What this task involves - Would you copy out the following entries exactly, without any of the pictures?

Images for object localization -
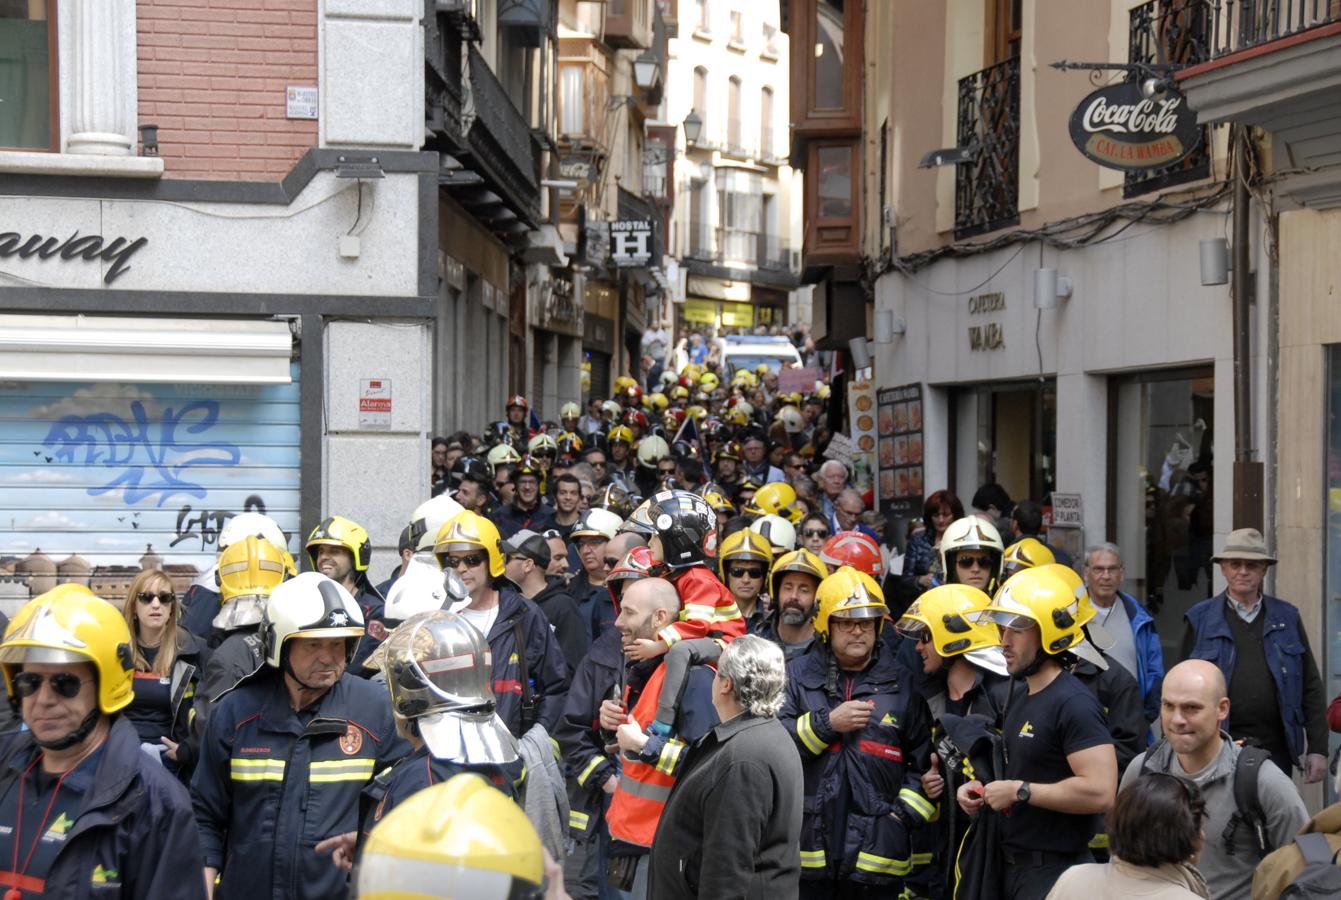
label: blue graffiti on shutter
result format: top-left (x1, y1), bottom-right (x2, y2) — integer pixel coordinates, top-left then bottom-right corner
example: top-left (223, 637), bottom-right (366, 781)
top-left (41, 399), bottom-right (242, 507)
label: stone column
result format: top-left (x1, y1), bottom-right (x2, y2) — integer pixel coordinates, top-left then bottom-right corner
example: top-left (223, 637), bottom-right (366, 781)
top-left (65, 0), bottom-right (134, 156)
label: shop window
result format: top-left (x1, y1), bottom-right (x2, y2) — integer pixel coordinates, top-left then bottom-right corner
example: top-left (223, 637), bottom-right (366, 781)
top-left (965, 380), bottom-right (1055, 505)
top-left (0, 0), bottom-right (58, 151)
top-left (1110, 368), bottom-right (1215, 663)
top-left (789, 0), bottom-right (861, 132)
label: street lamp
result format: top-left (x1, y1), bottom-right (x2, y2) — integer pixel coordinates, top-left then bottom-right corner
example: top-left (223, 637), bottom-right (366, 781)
top-left (683, 110), bottom-right (703, 146)
top-left (633, 50), bottom-right (659, 91)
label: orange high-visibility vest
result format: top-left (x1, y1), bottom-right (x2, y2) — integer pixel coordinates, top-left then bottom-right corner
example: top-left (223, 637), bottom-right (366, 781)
top-left (606, 662), bottom-right (680, 847)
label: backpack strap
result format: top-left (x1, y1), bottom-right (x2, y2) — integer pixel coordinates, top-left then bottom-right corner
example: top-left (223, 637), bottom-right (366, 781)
top-left (1294, 832), bottom-right (1337, 866)
top-left (512, 616), bottom-right (538, 734)
top-left (1224, 745), bottom-right (1271, 856)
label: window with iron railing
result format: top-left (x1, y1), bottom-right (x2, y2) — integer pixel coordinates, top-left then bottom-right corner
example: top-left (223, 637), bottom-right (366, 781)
top-left (955, 56), bottom-right (1020, 240)
top-left (1204, 0), bottom-right (1341, 57)
top-left (1125, 0), bottom-right (1211, 197)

Solution for this problem -
label: blue graffiti on shutter
result format: top-left (x1, y1), bottom-right (x2, y2) — integer pixel coordinates, top-left then bottom-right corner
example: top-left (223, 637), bottom-right (366, 781)
top-left (41, 399), bottom-right (242, 507)
label: stone column
result format: top-left (x1, y1), bottom-right (x2, y2) — integer pixel coordinates, top-left then bottom-right corner
example: top-left (223, 637), bottom-right (366, 781)
top-left (65, 0), bottom-right (134, 156)
label: shop window
result format: top-left (x1, y1), bottom-right (x2, y2) — integer pixel coordinates, top-left then bottom-right corner
example: top-left (223, 637), bottom-right (366, 781)
top-left (965, 380), bottom-right (1055, 505)
top-left (0, 0), bottom-right (58, 151)
top-left (1110, 368), bottom-right (1215, 663)
top-left (789, 0), bottom-right (861, 132)
label: street lamp
result format: top-left (x1, y1), bottom-right (x2, y2) — integer pixel coordinates, top-left then bottom-right corner
example: top-left (223, 637), bottom-right (366, 781)
top-left (683, 110), bottom-right (703, 146)
top-left (633, 50), bottom-right (659, 91)
label: orange high-visibility vest
result format: top-left (x1, y1), bottom-right (x2, y2) — integer pixel coordinates, top-left then bottom-right corner
example: top-left (223, 637), bottom-right (366, 781)
top-left (606, 662), bottom-right (680, 847)
label: backpack strap
result format: top-left (x1, y1), bottom-right (x2, y2) — integer pixel coordinates, top-left then bottom-right corner
example: top-left (223, 637), bottom-right (366, 781)
top-left (1294, 832), bottom-right (1337, 866)
top-left (512, 616), bottom-right (538, 734)
top-left (1224, 745), bottom-right (1271, 856)
label: window with iron railing
result format: top-left (x1, y1), bottom-right (x2, y2) — integer pixel coordinates, top-left then bottom-right corner
example: top-left (223, 637), bottom-right (366, 781)
top-left (955, 56), bottom-right (1020, 240)
top-left (1204, 0), bottom-right (1341, 57)
top-left (1125, 0), bottom-right (1211, 197)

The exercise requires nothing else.